Saved entries
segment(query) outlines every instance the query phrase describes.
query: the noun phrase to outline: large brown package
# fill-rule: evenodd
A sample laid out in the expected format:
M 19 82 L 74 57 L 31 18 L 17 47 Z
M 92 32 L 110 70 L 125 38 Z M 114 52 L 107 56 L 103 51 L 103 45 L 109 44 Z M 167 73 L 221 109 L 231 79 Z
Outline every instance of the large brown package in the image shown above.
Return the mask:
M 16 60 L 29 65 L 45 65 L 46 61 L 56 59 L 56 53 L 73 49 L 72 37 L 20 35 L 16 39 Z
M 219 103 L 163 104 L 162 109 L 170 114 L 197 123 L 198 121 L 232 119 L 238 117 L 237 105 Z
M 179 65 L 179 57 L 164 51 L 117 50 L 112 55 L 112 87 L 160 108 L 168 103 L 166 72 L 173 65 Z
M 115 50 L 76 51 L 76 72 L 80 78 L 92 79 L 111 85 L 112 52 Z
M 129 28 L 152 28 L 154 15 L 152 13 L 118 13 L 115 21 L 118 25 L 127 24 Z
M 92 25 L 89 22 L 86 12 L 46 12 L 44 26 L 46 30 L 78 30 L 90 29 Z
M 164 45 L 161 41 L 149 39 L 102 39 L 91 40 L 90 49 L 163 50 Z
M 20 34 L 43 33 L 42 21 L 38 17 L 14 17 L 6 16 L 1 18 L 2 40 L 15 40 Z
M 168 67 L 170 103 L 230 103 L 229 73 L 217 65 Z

_WHAT YOU NEED TO DO_.
Give back the data above, repeating every record exactly.

_SOLUTION TO THIS TASK_.
segment(query) outlines every instance the query phrase describes.
query: the noun phrase to outline: large brown package
# fill-rule: evenodd
A sample laid out in the expected format:
M 19 82 L 74 57 L 31 18 L 17 47 Z
M 92 32 L 110 70 L 125 38 Z M 114 52 L 107 56 L 103 51 L 103 45 L 109 44 Z M 167 73 L 221 109 L 231 79 Z
Outline every instance of the large brown package in the image shown above.
Return the mask:
M 16 60 L 29 65 L 45 65 L 46 61 L 56 59 L 56 53 L 73 49 L 72 37 L 20 35 L 16 39 Z
M 219 103 L 163 104 L 162 109 L 170 114 L 197 123 L 198 121 L 232 119 L 238 117 L 237 105 Z
M 179 65 L 179 57 L 164 51 L 117 50 L 112 55 L 112 87 L 160 108 L 168 103 L 166 72 L 173 65 Z
M 115 50 L 76 51 L 76 72 L 80 78 L 92 79 L 111 85 L 112 52 Z
M 129 28 L 152 28 L 154 15 L 152 13 L 118 13 L 115 21 L 118 25 L 127 24 Z
M 92 25 L 89 22 L 86 12 L 46 12 L 44 26 L 46 30 L 78 30 L 90 29 Z
M 164 45 L 161 41 L 149 39 L 102 39 L 91 40 L 90 49 L 163 50 Z
M 20 34 L 43 33 L 42 21 L 38 17 L 14 17 L 6 16 L 1 18 L 2 40 L 15 40 Z
M 168 67 L 170 103 L 230 103 L 229 73 L 217 65 Z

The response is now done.